--- BEGIN Text provided ---
16) Around the Plaza de Mayo and the Pink House (our White House equivalent) there is an area of several blocks of very old buildings, with quite a history. You need a guide, however. It is not worth your time, unless you are into local history. Check with your concierge.

 

15) Avenida de Mayo, between the Plaza de Mayo and Pellegrini Sts., is the “Spanish” area, with great Spanish restaurants. La Casa del Jamón is an excellent Spanish restaurant in Cerrito St. which is not at all like the Madrid ones. A typical Spanish (and therefore Argentinean) dish is ”puchero a la española” (a steaming boiled dish with meat, chicken, pork, sausages, corn, other vegetables, etc).

 

16) You will be told to visit Puerto Madero, and you should. It is the old port where ships (obviously small ones) used to unload cargo. The cargo warehouses (all brick buildings) were recycled, and we walk there every time we visit. They have lots of restaurants, but beware that prices there can be quite expensive. There is a Freddo ice cream parlor in that area, of course. Do not fail to see and walk on Calatrava’s Puente de la Mujer (Bridge of the Woman) across Dique 3 (inspired by the final position of a couple dancing the tango).
--- END Text provided ---
--- BEGIN Record list ---
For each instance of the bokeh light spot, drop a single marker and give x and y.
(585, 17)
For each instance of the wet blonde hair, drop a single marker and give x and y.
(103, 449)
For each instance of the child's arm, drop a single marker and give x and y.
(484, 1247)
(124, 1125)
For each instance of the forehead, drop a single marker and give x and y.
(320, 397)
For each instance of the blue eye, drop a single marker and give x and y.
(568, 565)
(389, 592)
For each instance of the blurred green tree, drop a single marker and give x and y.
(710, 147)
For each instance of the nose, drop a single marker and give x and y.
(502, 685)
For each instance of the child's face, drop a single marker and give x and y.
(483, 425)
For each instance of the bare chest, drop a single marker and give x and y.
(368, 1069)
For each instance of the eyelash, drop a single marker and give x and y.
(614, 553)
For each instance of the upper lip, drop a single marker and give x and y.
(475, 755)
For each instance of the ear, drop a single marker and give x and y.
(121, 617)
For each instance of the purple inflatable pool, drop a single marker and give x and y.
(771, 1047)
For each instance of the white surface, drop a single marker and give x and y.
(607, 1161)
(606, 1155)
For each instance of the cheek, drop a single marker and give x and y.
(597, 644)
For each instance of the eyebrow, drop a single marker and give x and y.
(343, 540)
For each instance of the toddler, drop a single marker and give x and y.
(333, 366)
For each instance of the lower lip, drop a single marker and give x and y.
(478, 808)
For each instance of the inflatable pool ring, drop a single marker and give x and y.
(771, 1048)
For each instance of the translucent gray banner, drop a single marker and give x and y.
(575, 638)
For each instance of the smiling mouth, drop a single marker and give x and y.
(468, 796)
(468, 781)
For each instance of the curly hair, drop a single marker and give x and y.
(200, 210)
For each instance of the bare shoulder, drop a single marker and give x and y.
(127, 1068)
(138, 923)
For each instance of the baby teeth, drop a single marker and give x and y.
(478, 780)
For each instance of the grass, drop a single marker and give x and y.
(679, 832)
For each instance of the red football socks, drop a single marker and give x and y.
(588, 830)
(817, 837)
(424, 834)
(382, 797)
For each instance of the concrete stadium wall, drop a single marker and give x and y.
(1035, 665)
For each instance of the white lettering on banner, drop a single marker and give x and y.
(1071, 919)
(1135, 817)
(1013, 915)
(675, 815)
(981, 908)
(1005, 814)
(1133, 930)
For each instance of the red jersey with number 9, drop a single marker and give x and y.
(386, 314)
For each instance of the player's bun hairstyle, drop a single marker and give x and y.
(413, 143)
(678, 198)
--- END Record list ---
*What you have to do:* Can you pick up the Buenos Aires travel tips after their final sentence and keep them going?

*Output of the task:*
 

 

TANGO

There are several places geared to tourist groups, that have tango with an orchestra and dancers, most of which are trained in classical ballet (no self-respecting Argentine dances like the ones you’ll see in these shows). They usually include a steak dinner. The food is reasonably good and the music average (forget the dancers!).

 

1) Señor Tango: Avoid it. Used to be a great place, but it has gone downhill. Almost strictly for bus-filling groups. Also avoid Casablancay La Ventana like the plague.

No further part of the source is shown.